# Source material
== == ==

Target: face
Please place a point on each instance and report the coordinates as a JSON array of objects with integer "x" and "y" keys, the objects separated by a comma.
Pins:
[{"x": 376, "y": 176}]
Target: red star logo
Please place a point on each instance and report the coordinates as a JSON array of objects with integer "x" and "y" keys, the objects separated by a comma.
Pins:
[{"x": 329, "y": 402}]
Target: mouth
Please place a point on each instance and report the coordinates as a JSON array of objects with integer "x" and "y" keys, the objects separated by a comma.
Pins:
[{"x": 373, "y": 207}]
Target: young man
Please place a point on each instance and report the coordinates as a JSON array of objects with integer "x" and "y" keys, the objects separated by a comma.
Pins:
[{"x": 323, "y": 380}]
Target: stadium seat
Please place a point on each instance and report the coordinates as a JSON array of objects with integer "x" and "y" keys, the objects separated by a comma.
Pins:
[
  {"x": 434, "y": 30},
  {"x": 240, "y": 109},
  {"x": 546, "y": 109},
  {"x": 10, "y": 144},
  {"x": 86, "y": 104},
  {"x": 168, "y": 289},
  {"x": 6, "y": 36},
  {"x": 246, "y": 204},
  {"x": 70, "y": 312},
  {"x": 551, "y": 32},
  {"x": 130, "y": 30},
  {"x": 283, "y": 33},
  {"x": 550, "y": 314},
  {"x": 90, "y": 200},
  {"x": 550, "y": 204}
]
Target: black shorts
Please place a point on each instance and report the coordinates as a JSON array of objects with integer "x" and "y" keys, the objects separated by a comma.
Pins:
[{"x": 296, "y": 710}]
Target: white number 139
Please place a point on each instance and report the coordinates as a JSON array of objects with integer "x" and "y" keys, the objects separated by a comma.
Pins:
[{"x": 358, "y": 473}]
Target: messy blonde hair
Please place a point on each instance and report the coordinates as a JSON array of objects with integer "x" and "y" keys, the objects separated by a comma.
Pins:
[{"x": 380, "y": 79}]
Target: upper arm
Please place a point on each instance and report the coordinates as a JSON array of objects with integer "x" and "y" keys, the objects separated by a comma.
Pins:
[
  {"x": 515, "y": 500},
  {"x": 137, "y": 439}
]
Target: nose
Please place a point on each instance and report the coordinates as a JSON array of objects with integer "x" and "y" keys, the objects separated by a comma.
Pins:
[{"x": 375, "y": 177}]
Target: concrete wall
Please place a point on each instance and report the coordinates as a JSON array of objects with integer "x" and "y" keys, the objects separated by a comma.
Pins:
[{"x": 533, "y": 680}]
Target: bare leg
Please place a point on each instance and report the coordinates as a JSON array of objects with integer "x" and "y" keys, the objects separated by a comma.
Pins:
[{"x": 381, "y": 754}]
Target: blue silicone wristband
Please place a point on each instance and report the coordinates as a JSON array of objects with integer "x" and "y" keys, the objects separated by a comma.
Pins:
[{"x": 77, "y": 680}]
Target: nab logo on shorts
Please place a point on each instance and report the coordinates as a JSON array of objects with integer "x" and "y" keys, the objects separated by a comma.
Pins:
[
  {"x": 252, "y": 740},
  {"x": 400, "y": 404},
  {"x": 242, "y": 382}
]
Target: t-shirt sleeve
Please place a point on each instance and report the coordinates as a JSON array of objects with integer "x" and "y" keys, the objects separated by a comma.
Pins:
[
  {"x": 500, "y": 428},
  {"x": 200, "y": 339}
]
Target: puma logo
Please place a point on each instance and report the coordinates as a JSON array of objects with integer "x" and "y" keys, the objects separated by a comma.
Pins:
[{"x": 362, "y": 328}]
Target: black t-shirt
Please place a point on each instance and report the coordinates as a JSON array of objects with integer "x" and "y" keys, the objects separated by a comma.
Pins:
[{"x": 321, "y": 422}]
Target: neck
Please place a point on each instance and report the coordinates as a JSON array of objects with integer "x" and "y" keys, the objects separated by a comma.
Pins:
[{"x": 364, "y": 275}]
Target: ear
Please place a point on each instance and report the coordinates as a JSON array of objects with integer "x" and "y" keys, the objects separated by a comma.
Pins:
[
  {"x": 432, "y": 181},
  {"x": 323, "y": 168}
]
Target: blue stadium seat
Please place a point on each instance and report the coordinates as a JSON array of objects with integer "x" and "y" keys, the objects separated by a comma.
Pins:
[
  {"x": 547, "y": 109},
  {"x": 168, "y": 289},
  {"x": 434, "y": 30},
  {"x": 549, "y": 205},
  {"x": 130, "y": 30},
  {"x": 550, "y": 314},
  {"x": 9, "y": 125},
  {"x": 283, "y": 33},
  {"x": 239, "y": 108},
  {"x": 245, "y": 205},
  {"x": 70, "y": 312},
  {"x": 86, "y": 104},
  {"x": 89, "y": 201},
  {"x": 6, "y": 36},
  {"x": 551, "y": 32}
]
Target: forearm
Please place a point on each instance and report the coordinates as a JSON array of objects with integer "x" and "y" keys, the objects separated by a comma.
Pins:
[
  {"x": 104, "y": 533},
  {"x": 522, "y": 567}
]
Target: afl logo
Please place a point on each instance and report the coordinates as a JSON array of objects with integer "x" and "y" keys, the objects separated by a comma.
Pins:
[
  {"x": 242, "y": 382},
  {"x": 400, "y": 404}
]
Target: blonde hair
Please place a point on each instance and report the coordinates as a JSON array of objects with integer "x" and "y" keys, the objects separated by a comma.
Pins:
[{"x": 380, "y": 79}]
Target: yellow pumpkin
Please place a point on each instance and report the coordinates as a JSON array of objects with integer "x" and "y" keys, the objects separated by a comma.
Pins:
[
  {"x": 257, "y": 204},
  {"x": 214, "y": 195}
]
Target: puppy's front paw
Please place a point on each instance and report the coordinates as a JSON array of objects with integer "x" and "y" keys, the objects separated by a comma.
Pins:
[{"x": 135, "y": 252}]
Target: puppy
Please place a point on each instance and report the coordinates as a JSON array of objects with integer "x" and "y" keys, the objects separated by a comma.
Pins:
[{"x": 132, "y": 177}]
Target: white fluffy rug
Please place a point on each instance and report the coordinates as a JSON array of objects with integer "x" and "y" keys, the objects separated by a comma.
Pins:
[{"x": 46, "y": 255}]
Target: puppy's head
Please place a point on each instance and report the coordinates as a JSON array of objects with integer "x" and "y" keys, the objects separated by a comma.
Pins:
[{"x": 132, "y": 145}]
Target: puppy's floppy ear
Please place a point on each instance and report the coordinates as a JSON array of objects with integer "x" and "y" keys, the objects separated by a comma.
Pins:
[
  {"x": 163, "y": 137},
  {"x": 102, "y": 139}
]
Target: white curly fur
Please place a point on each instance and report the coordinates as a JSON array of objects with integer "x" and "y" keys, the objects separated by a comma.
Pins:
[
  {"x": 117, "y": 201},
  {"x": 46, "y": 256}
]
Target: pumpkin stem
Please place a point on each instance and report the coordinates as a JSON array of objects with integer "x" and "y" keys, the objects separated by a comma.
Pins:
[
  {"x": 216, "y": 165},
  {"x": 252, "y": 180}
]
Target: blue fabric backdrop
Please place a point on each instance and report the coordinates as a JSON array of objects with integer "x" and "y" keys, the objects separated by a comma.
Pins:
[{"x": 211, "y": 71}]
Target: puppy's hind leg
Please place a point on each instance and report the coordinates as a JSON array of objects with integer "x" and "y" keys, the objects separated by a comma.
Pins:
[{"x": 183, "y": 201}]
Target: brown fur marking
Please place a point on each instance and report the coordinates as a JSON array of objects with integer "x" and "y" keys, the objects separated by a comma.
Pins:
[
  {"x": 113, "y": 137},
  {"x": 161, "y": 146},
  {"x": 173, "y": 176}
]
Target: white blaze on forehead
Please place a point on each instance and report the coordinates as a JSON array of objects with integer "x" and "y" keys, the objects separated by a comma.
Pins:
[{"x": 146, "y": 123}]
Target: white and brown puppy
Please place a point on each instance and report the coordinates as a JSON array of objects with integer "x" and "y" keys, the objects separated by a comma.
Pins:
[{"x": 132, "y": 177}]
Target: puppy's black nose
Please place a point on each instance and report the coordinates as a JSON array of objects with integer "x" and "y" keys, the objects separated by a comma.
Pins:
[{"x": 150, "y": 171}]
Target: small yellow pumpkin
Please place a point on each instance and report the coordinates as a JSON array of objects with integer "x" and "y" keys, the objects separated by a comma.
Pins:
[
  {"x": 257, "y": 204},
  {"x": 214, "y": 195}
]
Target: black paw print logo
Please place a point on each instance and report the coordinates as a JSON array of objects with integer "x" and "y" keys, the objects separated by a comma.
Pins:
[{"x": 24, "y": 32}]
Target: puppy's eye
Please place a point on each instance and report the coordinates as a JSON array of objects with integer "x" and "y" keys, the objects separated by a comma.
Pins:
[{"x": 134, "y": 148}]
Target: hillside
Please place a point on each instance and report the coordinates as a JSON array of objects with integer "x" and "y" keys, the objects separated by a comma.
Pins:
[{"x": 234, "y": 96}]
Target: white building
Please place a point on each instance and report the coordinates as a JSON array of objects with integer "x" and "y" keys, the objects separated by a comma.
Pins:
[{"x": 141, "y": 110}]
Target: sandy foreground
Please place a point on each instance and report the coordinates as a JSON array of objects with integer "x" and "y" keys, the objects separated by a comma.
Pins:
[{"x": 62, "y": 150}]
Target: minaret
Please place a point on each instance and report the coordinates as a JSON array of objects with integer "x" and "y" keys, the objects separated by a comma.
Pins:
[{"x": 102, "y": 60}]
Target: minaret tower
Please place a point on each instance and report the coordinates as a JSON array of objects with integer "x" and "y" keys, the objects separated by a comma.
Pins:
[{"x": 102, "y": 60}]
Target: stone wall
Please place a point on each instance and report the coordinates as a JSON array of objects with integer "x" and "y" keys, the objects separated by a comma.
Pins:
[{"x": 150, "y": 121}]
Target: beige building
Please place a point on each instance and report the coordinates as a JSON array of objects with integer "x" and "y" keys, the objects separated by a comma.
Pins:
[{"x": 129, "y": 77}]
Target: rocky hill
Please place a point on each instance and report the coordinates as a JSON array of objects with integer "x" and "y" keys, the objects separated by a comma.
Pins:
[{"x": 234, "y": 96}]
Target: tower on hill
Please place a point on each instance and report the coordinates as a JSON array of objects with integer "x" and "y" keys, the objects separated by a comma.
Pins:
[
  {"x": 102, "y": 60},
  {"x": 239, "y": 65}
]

== == ==

# Task brief
Reproduce word for word only the first line of the listing above and each line after it through the line with "Target: young man".

# Exercise result
Target: face
Please place a point on each instance and report the coordinates as a JSON array of objects with integer "x" and "y" keys, the objects separated by a comma.
Pins:
[{"x": 376, "y": 176}]
Target: red star logo
Please place a point on each instance and report the coordinates as a JSON array of objects with integer "x" and "y" keys, the objects separated by a comma.
Pins:
[{"x": 329, "y": 402}]
Target: mouth
Please place a point on each instance and report the coordinates as a JSON array of objects with integer "x" and "y" keys, the objects separated by a comma.
Pins:
[{"x": 373, "y": 207}]
Target: young man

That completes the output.